- EXTRACT PROVIDED:
■ ■ ■

If a good artist imitates and a great artist steals, wouldn’t a computer program designed to steal be the greatest artist ever?

Painting in VR, playing video games in AR: the future of art-consumption looks incredibly exciting. But these examples are all rooted in humanity: created for and by humans, a closed loop of foibles, brilliance and stupidity. MONTAG's Sean Fleming asks: what if we left the humans out of the creative process all together?


Talking to yourself

You may have heard that Facebook had to abandon an experiment recently when two artificial intelligence chatbots started communicating with each other in a language they’d created themselves.

The exchange was an attempt to negotiate the trade of items such as balls, books, and hats. The chatbots were successful at trading with one another albeit at the expense of our understanding. The bots had created their own optimised version of English that they understood – but we humans didn’t. Great! Ixnay on the shutting us out of your comms please, Skynet!

■ ■ ■

(Collected data entries)
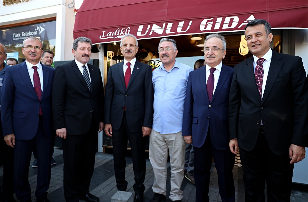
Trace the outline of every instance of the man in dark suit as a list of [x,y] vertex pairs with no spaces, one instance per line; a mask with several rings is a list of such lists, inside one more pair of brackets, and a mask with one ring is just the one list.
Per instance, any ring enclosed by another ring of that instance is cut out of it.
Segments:
[[264,201],[266,181],[268,201],[290,201],[294,163],[308,146],[306,74],[301,57],[270,48],[266,20],[249,22],[245,34],[253,56],[234,67],[229,146],[241,148],[245,201]]
[[[53,82],[54,128],[63,138],[65,201],[99,199],[89,192],[95,160],[98,131],[104,127],[104,89],[99,69],[88,64],[92,44],[77,38],[72,61],[57,66]],[[39,166],[38,167],[39,167]]]
[[204,44],[206,65],[191,72],[188,78],[182,135],[187,143],[193,145],[197,202],[209,200],[212,157],[222,201],[234,202],[235,199],[232,169],[235,155],[229,150],[228,120],[234,70],[222,62],[226,46],[223,36],[208,35]]
[[49,201],[52,131],[51,96],[54,69],[40,63],[43,44],[34,36],[22,43],[26,61],[8,68],[1,90],[1,120],[4,140],[14,148],[14,185],[17,198],[31,201],[28,181],[31,153],[35,145],[38,170],[35,196]]
[[105,131],[112,137],[117,187],[126,191],[125,154],[127,138],[130,143],[135,183],[134,202],[143,201],[145,177],[145,138],[150,135],[153,116],[154,92],[152,71],[136,60],[138,42],[126,34],[121,40],[124,60],[110,67],[106,87]]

■ ■ ■

- WHAT YOU SHOULD DO: Take the article on AI creating art further, continuing on from its last sentence. The rows are not needed for this.

- EXERCISE OUTPUT:
If you haven’t seen the exchange between chatbots here it is in all its baffling glory/weirdness/glorious weird:

i-1-ais-are-writing-their-own-perfect-languages-should-we-let-them.jpg
To me, to you, to me, to you, ad infinitum (Screenshot: Facebook)

I mean, I wasn’t expecting Arrival-tier science fiction nonsense or some binary wonder, but - you know - come on. Half malfunctioning Chuckle Brother-bot, half ball fondler (half pig).

As usual, clickbait content had given me unrealistic beauty standards: every publication talking about the bot made it sound like some mad scientists pulling the plug on a dangerously cogent AI poised to destroy everything you care about.

Actually it just wasn’t doing what it was supposed to be doing, so they turned it off. Thanks, Millennial Media. Doin’ it for tha clicks as per usual.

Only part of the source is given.